Directions for this task>
Word for word, copy all of the entries.

* * *

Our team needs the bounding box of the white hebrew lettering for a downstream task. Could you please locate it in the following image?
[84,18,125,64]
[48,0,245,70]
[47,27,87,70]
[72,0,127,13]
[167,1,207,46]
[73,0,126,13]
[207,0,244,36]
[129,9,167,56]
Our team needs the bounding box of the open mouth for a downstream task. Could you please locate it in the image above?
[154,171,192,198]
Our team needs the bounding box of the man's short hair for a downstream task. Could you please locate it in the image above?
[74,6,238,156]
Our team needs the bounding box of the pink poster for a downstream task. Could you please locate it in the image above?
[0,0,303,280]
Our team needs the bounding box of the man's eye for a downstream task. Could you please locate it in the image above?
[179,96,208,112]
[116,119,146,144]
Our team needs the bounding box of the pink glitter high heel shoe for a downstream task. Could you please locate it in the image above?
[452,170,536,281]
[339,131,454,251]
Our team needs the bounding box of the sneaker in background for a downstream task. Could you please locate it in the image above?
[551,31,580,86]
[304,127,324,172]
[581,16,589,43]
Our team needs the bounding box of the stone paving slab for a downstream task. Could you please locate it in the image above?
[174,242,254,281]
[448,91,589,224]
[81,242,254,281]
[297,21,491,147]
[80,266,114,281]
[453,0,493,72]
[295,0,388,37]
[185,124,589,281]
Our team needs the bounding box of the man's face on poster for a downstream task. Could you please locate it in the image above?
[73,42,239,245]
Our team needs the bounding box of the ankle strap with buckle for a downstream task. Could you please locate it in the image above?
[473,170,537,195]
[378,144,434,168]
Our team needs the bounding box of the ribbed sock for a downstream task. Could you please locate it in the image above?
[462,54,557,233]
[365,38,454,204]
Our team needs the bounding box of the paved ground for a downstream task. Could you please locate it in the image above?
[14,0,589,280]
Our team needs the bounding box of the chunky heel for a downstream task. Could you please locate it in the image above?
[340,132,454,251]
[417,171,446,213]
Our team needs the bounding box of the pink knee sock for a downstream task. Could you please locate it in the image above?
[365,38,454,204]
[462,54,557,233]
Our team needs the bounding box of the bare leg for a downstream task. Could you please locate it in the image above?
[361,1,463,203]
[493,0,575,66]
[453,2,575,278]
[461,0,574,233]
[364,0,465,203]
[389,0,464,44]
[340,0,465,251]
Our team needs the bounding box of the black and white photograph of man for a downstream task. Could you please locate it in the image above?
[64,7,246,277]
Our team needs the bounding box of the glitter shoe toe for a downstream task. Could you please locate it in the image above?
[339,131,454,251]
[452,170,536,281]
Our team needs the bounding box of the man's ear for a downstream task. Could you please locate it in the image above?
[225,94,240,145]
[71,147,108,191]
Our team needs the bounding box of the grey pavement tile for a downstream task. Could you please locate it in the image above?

* * *

Response>
Our team needs the bounding box of the white hebrew lettering for a downstream task. Could you please locate it in the following image?
[84,18,125,64]
[48,0,245,70]
[47,27,87,70]
[72,0,127,13]
[167,1,207,46]
[73,0,126,13]
[207,0,244,36]
[129,9,167,56]
Our team needs the bounding box of the open mouth for a downstream task. Could you please locate it in the image above?
[154,171,192,198]
Our team needs the bounding box of the man's short hair for a downstream task. Could you please locate it in the image above?
[74,6,238,156]
Our team needs the bounding box of the pink poster for a downstream task. Could you please locate it in the image above?
[0,0,303,280]
Our team needs the bounding box of the man's eye for a downstream task. Could you please locate it in the image above?
[179,96,208,112]
[116,119,146,144]
Our team needs the bounding box of the pink glitter high heel shoe for a downstream task. Could you please locate it in the image above?
[452,170,536,281]
[339,131,454,251]
Our team needs the bounding box of the sneaker in background for a downstream task. Could you please locate it in the image above?
[551,31,580,86]
[304,127,324,172]
[581,16,589,43]
Our team needs the bounding box of the stone paving slab for a downstream task. Could you please locate it in the image above?
[174,242,254,281]
[448,91,589,224]
[81,242,254,281]
[297,21,491,147]
[80,266,114,281]
[453,0,493,72]
[295,0,388,37]
[185,124,589,281]
Our team needs the bounding box of the man's face on poster for a downstream task. Could you please locate it in the image above?
[73,42,239,245]
Our team needs the bounding box of the ankle strap with buckle for a downstream task. Could you please locate it in the image above?
[473,170,537,195]
[378,144,434,168]
Our team needs the bounding box of the ribbed sock for a downstream task. Could you please locate it in the image above?
[462,54,557,233]
[365,38,454,204]
Our team needs the bounding box of the paved ground for a downstream task. Could you please locate it in the image above?
[14,0,589,280]
Our team needs the bounding box of the chunky heel for a downstream task. Could you please locate it in the image above?
[340,132,454,251]
[417,171,446,213]
Our team needs the bounding box of the pink knee sock for a downstream task. Could you please locate it in the image above?
[365,38,454,204]
[462,54,557,233]
Our team needs the bounding box of the bare leg for a downstream task. Could you please locate it in the image above?
[361,1,463,203]
[493,0,575,66]
[453,2,575,278]
[461,0,574,233]
[364,0,465,203]
[389,0,464,44]
[340,0,465,251]
Our team needs the bounding box of the black and white photograph of man for a downstream task. Could you please locate it in the image above?
[64,7,246,277]
Our team needs the bounding box of the glitter shoe toe for a downstream task. Could you please locate it in the image above?
[339,131,454,251]
[452,170,536,281]
Our team needs the bounding box of the man's ear for a downstream task. Could you please locate it in the image above?
[225,94,240,145]
[71,147,108,191]
Our team needs the bounding box of the grey pavement tile for a downstream task. Could you please locate it in the image above?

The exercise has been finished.